* _JOB_:
List every vger.kernel.org mailing list address in the Cc field of the kernel mailing list message below.

* _TEXT SECTION_:
----------------
From: Christian Brauner <brauner@kernel.org>
To: Aleksa Sarai <cyphar@cyphar.com>
Cc: Alexander Viro <viro@zeniv.linux.org.uk>, Jan Kara <jack@suse.cz>,
Jonathan Corbet <corbet@lwn.net>, Shuah Khan <shuah@kernel.org>,
linux-kernel@vger.kernel.org, linux-fsdevel@vger.kernel.org,
linux-api@vger.kernel.org, linux-doc@vger.kernel.org,
linux-kselftest@vger.kernel.org
Subject: Re: [PATCH RFC v2 3/4] procfs: add PROCFS_GET_PID_NAMESPACE ioctl
Date: Thu, 24 Jul 2025 09:34:59 +0200 [thread overview]
Message-ID: <20250724-beobachten-verfassen-9a39c0318341@brauner> (raw)
In-Reply-To: <20250723-procfs-pidns-api-v2-3-621e7edd8e40@cyphar.com>
On Wed, Jul 23, 2025 at 09:18:53AM +1000, Aleksa Sarai wrote:
> /proc has historically had very opaque semantics about PID namespaces,
> which is a little unfortunate for container runtimes and other programs
> that deal with switching namespaces very often. One common issue is that
> of converting between PIDs in the process's namespace and PIDs in the
> namespace of /proc.
>
> In principle, it is possible to do this today by opening a pidfd with
> pidfd_open(2) and then looking at /proc/self/fdinfo/$n (which will
> contain a PID value translated to the pid namespace associated with that
> procfs superblock). However, allocating a new file for each PID to be
> converted is less than ideal for programs that may need to scan procfs,
> and it is generally useful for userspace to be able to finally get this
> information from procfs.
----------------
* _MATERIAL_:

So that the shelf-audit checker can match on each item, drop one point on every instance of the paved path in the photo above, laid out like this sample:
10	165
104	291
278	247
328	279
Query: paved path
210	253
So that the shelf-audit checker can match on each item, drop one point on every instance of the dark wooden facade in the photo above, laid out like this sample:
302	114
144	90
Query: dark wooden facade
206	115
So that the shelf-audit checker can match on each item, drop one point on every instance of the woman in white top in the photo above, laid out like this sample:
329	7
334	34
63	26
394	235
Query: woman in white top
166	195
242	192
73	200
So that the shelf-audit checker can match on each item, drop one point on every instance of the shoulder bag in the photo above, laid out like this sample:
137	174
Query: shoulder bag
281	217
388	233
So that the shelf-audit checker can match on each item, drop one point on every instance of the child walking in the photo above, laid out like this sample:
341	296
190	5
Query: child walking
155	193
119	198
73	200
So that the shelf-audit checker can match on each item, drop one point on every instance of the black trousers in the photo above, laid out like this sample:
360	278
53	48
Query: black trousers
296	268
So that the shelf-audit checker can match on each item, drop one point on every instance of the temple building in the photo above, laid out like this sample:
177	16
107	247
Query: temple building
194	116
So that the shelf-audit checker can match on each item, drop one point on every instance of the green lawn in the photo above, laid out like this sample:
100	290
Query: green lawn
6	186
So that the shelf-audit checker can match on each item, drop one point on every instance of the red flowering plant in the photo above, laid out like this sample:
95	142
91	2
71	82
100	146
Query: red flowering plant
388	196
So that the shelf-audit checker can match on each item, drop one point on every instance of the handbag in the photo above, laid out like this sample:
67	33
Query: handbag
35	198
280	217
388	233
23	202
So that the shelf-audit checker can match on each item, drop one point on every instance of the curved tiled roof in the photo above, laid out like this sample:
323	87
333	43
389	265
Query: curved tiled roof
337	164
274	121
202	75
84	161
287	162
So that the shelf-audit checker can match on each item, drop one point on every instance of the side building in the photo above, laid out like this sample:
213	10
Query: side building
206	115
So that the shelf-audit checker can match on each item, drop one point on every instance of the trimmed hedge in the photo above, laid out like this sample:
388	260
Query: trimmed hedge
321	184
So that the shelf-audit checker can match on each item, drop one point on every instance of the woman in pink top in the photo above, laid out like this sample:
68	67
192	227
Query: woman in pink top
----------------
* _TASK ANSWER_:
linux-kernel@vger.kernel.org
linux-fsdevel@vger.kernel.org
linux-api@vger.kernel.org
linux-doc@vger.kernel.org
linux-kselftest@vger.kernel.org